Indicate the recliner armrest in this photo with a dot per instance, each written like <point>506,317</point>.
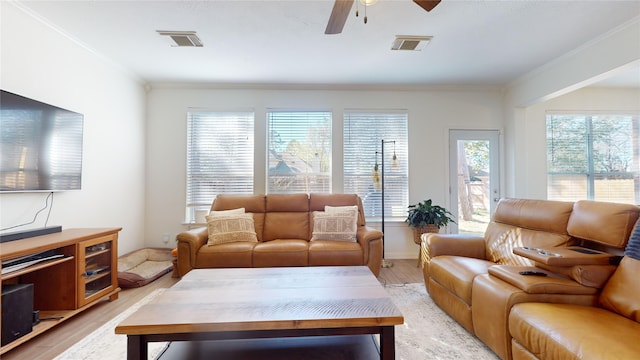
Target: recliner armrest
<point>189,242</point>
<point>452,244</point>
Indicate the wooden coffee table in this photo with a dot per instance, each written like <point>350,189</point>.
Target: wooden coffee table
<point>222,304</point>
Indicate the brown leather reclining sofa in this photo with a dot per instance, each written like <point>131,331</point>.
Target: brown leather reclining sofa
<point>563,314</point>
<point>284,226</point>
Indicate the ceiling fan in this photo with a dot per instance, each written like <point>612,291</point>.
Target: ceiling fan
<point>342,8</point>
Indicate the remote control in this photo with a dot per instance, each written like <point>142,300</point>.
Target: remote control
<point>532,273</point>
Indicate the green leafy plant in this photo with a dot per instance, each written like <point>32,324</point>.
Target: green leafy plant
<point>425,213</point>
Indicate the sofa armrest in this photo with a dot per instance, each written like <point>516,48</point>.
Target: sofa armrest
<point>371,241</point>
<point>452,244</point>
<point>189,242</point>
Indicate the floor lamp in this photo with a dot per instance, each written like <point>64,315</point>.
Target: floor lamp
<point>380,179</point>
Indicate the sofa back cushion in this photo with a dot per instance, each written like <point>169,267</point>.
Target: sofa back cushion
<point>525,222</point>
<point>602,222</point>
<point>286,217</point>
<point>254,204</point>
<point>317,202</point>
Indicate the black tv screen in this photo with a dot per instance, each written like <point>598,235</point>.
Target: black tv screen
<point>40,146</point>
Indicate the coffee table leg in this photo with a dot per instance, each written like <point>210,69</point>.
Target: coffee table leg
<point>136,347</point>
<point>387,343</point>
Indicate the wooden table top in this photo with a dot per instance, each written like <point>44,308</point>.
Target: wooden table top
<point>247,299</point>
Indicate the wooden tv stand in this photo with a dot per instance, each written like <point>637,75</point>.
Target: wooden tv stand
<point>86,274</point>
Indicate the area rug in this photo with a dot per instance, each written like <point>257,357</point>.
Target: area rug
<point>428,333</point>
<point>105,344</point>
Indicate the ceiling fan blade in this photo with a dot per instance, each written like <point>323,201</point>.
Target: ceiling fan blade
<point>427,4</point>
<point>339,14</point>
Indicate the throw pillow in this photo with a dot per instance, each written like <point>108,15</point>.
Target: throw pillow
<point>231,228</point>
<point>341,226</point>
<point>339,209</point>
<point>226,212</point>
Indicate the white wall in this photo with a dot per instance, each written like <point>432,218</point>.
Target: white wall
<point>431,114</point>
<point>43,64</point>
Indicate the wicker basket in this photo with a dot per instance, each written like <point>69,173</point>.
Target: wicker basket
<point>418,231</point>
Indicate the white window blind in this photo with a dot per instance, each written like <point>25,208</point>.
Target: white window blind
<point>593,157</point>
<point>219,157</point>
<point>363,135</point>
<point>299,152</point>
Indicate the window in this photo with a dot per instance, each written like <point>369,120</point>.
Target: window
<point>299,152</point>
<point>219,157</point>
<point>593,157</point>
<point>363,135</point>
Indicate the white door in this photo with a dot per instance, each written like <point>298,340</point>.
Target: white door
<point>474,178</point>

:::

WRITTEN PROBLEM:
Turn every line of the entries above into a numbered list. Skip any blank lines and leave out the pictures.

OUTPUT OF THE TASK:
1. Indicate the recliner armrest in this photo with a dot per instance, each written like <point>506,317</point>.
2. Target: recliner armrest
3. <point>189,242</point>
4. <point>452,244</point>
5. Indicate the wooden coffee table in this photo with a dot per instance, each written like <point>350,189</point>.
6. Target: wooden coffee table
7. <point>222,304</point>
8. Indicate the brown leather reclining sofa in this photo with a dot per instance, each written like <point>131,331</point>.
9. Target: brown leather reclining sofa
10. <point>563,314</point>
11. <point>284,226</point>
12. Indicate the ceiling fan in this photo with a dot per instance, each written like <point>612,291</point>.
13. Target: ceiling fan
14. <point>342,8</point>
15. Indicate the remote control in this photo with a dot per instance, each written like <point>142,300</point>.
16. Target: remote control
17. <point>532,273</point>
18. Indicate the green leafy plant in this photo with a dot per instance, each written like <point>32,324</point>.
19. Target: green leafy plant
20. <point>425,213</point>
21. Indicate the sofa armrest in this photo with a dot per instance, each written like <point>516,48</point>.
22. Target: sofa armrest
23. <point>371,241</point>
24. <point>452,244</point>
25. <point>189,242</point>
26. Indicate the floor lamp in this photo with a dot per instance, each written like <point>64,315</point>.
27. Target: floor lamp
28. <point>380,179</point>
29. Indicate the sofa back cushion in this photo with a dot per instance, each written like <point>169,267</point>.
30. Target: sofa back cushion
31. <point>525,222</point>
32. <point>602,222</point>
33. <point>286,217</point>
34. <point>254,204</point>
35. <point>317,202</point>
36. Indicate the black tv screen in this photo with a dot per instance, each written like <point>598,235</point>.
37. Target: black tv screen
38. <point>40,146</point>
39. Indicate the coffee table leg in this photo with a dot per instance, each written like <point>210,69</point>.
40. Target: coffee table leg
41. <point>136,347</point>
42. <point>387,343</point>
43. Indicate the wooden table top in this photo with a dot per instance, each written like <point>44,308</point>.
44. Target: wooden table top
45. <point>247,299</point>
46. Indicate the wooden tv stand in this photo with a dot per instance, each written like <point>637,75</point>.
47. Target: wooden tv stand
48. <point>86,274</point>
49. Indicate the area rug in this photo with a dot per instance, each written like <point>257,357</point>.
50. Target: area rug
51. <point>428,333</point>
52. <point>105,344</point>
53. Indicate the ceiling fan blade in this photo with a dot per instance, each written like <point>323,201</point>.
54. Target: ceiling fan blade
55. <point>427,4</point>
56. <point>339,14</point>
57. Indicate the throw pillow in this photo with a dot per instance, each written like <point>108,15</point>.
58. Target: throw pillow
59. <point>231,228</point>
60. <point>341,226</point>
61. <point>339,209</point>
62. <point>226,212</point>
63. Indicate the white wall in this photo with a dot per instance, each written like <point>432,218</point>.
64. Target: white wall
65. <point>431,114</point>
66. <point>43,64</point>
67. Indicate the wicker basket in this photo with a dot per instance, each written like <point>69,173</point>.
68. Target: wicker basket
69. <point>418,231</point>
70. Indicate the white window blind in this photo with a dot per instance, each written like <point>25,208</point>.
71. Target: white window blind
72. <point>593,157</point>
73. <point>219,157</point>
74. <point>363,135</point>
75. <point>299,152</point>
76. Indicate the window in this photo with a dot per instance, each written like <point>369,120</point>.
77. Target: window
78. <point>299,152</point>
79. <point>219,157</point>
80. <point>593,157</point>
81. <point>363,135</point>
82. Indicate the white door in this photo with a dot per instance, each written like <point>298,340</point>.
83. Target: white door
84. <point>474,178</point>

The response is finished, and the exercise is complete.